[Data items]
○ ○ ○ ○ ○ ○ ○

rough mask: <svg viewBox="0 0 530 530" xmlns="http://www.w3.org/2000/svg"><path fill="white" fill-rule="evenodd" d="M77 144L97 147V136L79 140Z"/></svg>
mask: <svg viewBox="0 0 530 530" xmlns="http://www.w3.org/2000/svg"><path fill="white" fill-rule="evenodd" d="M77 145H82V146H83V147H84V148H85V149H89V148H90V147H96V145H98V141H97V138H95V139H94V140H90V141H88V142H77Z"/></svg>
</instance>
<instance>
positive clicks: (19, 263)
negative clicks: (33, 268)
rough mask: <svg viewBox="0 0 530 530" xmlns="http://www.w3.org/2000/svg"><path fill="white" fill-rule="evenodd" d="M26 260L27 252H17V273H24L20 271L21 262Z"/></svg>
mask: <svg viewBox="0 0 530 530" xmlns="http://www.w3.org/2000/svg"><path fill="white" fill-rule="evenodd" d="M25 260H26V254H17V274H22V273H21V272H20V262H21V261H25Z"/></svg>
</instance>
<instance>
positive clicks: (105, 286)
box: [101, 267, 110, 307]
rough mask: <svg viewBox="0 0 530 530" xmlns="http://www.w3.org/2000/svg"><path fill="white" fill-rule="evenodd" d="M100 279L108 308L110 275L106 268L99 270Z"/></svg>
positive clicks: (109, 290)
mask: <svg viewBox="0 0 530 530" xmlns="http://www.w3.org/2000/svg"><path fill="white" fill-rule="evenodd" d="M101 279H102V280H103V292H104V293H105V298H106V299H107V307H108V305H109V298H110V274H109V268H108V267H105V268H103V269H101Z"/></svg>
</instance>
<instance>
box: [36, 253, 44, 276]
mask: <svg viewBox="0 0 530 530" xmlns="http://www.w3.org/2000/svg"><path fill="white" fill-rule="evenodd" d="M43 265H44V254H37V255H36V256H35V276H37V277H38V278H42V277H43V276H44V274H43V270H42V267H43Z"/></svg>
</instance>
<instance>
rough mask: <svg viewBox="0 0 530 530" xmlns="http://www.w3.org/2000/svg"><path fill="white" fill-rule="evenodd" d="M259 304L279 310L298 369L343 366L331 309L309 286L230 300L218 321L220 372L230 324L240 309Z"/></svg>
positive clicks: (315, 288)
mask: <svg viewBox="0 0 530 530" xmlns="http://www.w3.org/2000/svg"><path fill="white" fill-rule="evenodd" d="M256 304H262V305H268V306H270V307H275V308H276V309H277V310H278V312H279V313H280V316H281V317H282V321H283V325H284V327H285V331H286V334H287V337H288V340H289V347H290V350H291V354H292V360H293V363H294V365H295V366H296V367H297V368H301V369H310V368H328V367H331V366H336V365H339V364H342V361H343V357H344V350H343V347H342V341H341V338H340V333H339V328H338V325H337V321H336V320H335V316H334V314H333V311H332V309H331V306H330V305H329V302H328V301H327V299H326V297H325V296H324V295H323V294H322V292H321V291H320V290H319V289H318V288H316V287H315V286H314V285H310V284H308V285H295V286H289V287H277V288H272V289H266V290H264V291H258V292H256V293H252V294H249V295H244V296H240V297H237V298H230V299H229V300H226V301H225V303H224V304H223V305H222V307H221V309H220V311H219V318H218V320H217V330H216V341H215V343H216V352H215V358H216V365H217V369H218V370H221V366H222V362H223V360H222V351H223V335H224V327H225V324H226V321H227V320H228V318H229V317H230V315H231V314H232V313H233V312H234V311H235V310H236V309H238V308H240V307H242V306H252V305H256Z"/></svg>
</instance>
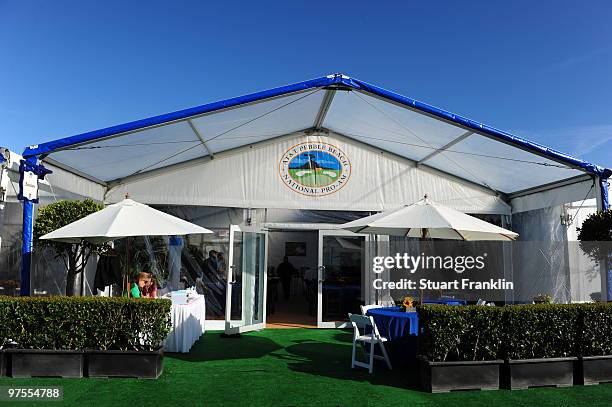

○ ○ ○ ○ ○ ○ ○

**EXERCISE REQUIREMENTS**
Every line above has to be output exactly; the pictures must be dropped.

**RESPONSE TO THE TASK**
rough mask: <svg viewBox="0 0 530 530" xmlns="http://www.w3.org/2000/svg"><path fill="white" fill-rule="evenodd" d="M77 144L97 147V136L79 140Z"/></svg>
mask: <svg viewBox="0 0 530 530" xmlns="http://www.w3.org/2000/svg"><path fill="white" fill-rule="evenodd" d="M77 145H82V146H83V147H84V148H85V149H89V148H90V147H96V145H98V141H97V138H95V139H94V140H90V141H88V142H77Z"/></svg>
</instance>
<instance>
positive clicks: (19, 263)
negative clicks: (33, 268)
rough mask: <svg viewBox="0 0 530 530" xmlns="http://www.w3.org/2000/svg"><path fill="white" fill-rule="evenodd" d="M26 260L27 252H17V273H24L20 271L21 262Z"/></svg>
mask: <svg viewBox="0 0 530 530" xmlns="http://www.w3.org/2000/svg"><path fill="white" fill-rule="evenodd" d="M25 260H26V254H17V274H22V273H21V272H20V262H21V261H25Z"/></svg>
</instance>
<instance>
positive clicks: (105, 286)
box: [101, 267, 110, 307]
rough mask: <svg viewBox="0 0 530 530" xmlns="http://www.w3.org/2000/svg"><path fill="white" fill-rule="evenodd" d="M100 279L108 308L110 275L106 268L99 270Z"/></svg>
positive clicks: (109, 290)
mask: <svg viewBox="0 0 530 530" xmlns="http://www.w3.org/2000/svg"><path fill="white" fill-rule="evenodd" d="M101 279H102V280H103V292H104V293H105V298H106V299H107V307H108V305H109V298H110V274H109V268H108V267H105V268H103V269H101Z"/></svg>
</instance>
<instance>
box: [36, 253, 44, 276]
mask: <svg viewBox="0 0 530 530" xmlns="http://www.w3.org/2000/svg"><path fill="white" fill-rule="evenodd" d="M43 265H44V254H37V255H36V256H35V276H37V277H38V278H42V277H43V276H44V274H43V270H42V267H43Z"/></svg>
</instance>
<instance>
rough mask: <svg viewBox="0 0 530 530" xmlns="http://www.w3.org/2000/svg"><path fill="white" fill-rule="evenodd" d="M259 304L279 310L298 369L343 366L331 309L309 286L230 300L218 321L220 372L230 324L240 309Z"/></svg>
positive clicks: (315, 288)
mask: <svg viewBox="0 0 530 530" xmlns="http://www.w3.org/2000/svg"><path fill="white" fill-rule="evenodd" d="M256 304H262V305H268V306H270V307H275V308H276V309H277V310H278V312H279V313H280V316H281V317H282V321H283V325H284V327H285V331H286V334H287V337H288V340H289V347H290V350H291V354H292V360H293V363H294V365H295V366H296V367H297V368H301V369H310V368H328V367H331V366H336V365H339V364H342V361H343V357H344V350H343V347H342V341H341V338H340V333H339V328H338V325H337V321H336V320H335V316H334V314H333V311H332V309H331V306H330V305H329V302H328V301H327V299H326V297H325V296H324V295H323V294H322V292H321V291H320V290H319V289H318V288H316V287H315V286H314V285H310V284H308V285H295V286H289V287H277V288H272V289H266V290H264V291H258V292H256V293H252V294H249V295H244V296H240V297H237V298H230V299H229V300H226V301H225V303H224V304H223V305H222V307H221V309H220V311H219V318H218V320H217V330H216V341H215V343H216V352H215V358H216V365H217V369H218V370H221V366H222V362H223V360H222V351H223V335H224V327H225V324H226V321H227V320H228V318H229V317H230V315H231V314H232V313H233V312H234V311H235V310H236V309H238V308H240V307H242V306H252V305H256Z"/></svg>
</instance>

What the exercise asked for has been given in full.